Written tasks:
(a) Retype the commentary on NGO funding from "The most recent" up to and including "Middle East peace.".
(b) According to the commentary on NGO funding, for how many years have documents on EU funding for Israeli and Palestinian political NGOs been labeled top secret?

Selection:
****************************************
Similarly, I cringe when Progressive critics – who want Israel and the Jewish community to be more open to criticism – go ballistic when anyone dares to criticize them. Forging a new conversation that is more balanced, less hysterical, and more critical also demands self-criticism. Fighting for democracy also requires a commitment to mutuality and a healthy debate about the Left’s flaws not just the Right’s.

The most recent round of unjustified defensiveness was triggered last week with Professor Gerald Steinberg of NGO Monitor’s article, “Transparent Meddling, Opaque Funding: The EU and NGOs.” Steinberg challenged the outrageous, undemocratic, corruption-inducing, incompetence-shielding fact that for the last thirteen years “all documents related to EU funding for dozens of Israeli and Palestinian political NGOs have been labeled top secret.” While raising this important question about transparency, Steinberg also criticized some of the initiatives that the EU funds, accusing them of discouraging rather than encouraging Middle East peace.

Many leftists, once again, were furious. Adhering to the usual script, the counterattack claimed “An array of NGOs, including NGO Monitor, are advancing an assault on Israeli democracy in lockstep with the government,” and accused Steinberg and his NGO Monitor of conducting a “meticulous, McCarthy-like inquiry of NGOs and their funders.” The first criticism commits the sin of which NGO Monitor is often accused – innuendo: the author Hagai El-Ad, of the Association for Civil Rights in Israel, resorts to weasel words like “seems to” and “tag team effort” instead of offering proof. The second criticism, in an article called “In Defense of NGO’s Right to Meddle,” contradicts itself. McCarthy was anything but meticulous; he was a dangerous, undisciplined, slob. NGO Monitor has been so successful because it meticulously researches, meticulously footnotes, and meticulously proves its cases – as it did with Steinberg’s recent article, whose substantive complaints of secrecy and lack of transparency remain unrefuted.
****************************************
[Dataset entries on where objects appear]
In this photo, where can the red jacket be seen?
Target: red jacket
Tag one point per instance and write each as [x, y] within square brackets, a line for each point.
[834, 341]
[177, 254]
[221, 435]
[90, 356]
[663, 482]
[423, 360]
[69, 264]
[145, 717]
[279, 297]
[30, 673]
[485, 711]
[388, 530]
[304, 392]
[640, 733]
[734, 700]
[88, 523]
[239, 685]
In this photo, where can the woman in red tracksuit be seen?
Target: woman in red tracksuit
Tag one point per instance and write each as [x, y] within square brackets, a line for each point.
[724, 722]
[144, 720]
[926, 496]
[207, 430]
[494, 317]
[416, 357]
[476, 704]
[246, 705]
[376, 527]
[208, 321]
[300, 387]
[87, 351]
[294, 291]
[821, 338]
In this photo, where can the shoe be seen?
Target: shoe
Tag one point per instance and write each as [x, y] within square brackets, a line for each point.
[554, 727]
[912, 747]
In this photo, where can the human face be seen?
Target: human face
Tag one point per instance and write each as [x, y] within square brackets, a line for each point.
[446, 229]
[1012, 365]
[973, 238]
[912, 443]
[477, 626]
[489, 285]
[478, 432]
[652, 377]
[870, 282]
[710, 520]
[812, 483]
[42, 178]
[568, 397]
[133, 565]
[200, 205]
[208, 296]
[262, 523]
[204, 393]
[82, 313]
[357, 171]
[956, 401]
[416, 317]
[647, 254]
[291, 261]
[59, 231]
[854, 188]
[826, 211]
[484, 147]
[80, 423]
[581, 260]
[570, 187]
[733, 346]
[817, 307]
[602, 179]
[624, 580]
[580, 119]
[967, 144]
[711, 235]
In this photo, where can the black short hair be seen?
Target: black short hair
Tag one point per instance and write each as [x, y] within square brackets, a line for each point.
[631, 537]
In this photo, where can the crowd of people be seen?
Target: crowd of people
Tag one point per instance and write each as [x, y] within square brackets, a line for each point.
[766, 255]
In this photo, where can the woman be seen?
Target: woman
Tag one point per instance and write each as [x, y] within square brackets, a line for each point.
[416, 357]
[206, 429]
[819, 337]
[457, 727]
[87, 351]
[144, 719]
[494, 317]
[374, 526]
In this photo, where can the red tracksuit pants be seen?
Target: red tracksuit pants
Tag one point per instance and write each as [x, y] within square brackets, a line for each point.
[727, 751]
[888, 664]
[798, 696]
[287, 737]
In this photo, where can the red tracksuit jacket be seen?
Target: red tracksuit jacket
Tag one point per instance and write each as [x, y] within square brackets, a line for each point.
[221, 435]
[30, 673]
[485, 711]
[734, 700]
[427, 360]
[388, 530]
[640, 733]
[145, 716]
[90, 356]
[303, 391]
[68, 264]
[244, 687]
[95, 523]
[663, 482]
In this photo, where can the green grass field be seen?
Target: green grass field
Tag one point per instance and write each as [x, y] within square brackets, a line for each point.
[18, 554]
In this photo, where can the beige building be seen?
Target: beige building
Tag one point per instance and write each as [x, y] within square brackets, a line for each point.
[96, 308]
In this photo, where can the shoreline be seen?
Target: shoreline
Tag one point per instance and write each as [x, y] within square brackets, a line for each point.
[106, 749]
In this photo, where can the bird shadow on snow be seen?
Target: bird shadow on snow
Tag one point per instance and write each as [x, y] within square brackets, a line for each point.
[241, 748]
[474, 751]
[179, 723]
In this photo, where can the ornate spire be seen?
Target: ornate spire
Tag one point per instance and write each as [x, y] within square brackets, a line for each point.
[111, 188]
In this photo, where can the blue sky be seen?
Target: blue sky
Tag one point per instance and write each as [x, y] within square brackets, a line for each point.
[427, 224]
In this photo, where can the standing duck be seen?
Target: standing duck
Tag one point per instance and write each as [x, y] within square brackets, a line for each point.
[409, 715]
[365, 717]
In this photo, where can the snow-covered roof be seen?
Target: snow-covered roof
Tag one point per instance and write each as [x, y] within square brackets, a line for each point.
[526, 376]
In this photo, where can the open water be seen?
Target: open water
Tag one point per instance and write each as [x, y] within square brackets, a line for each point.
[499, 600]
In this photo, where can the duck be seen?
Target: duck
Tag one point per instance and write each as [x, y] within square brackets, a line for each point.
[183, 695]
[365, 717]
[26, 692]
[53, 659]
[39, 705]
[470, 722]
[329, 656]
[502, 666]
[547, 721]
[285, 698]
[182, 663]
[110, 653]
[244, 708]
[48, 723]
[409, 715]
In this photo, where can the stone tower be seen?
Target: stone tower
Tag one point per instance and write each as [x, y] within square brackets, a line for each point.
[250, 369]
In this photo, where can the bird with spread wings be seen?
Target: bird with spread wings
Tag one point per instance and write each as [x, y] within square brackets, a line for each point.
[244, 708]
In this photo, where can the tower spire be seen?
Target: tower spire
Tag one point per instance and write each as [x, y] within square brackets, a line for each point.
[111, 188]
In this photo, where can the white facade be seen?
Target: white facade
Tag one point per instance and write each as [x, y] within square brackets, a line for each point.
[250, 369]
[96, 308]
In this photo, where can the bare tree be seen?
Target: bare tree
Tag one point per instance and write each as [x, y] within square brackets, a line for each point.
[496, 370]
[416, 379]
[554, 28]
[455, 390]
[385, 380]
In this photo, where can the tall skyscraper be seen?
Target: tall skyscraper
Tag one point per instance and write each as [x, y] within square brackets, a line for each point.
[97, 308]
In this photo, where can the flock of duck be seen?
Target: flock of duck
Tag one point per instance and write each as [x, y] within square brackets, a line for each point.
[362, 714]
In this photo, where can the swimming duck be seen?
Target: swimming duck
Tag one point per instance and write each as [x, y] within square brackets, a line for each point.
****************************************
Answers to the tasks:
(a)
The most recent round of unjustified defensiveness was triggered last week with Professor Gerald Steinberg of NGO Monitor’s article, “Transparent Meddling, Opaque Funding: The EU and NGOs.” Steinberg challenged the outrageous, undemocratic, corruption-inducing, incompetence-shielding fact that for the last thirteen years “all documents related to EU funding for dozens of Israeli and Palestinian political NGOs have been labeled top secret.” While raising this important question about transparency, Steinberg also criticized some of the initiatives that the EU funds, accusing them of discouraging rather than encouraging Middle East peace.

(b) For the last thirteen years.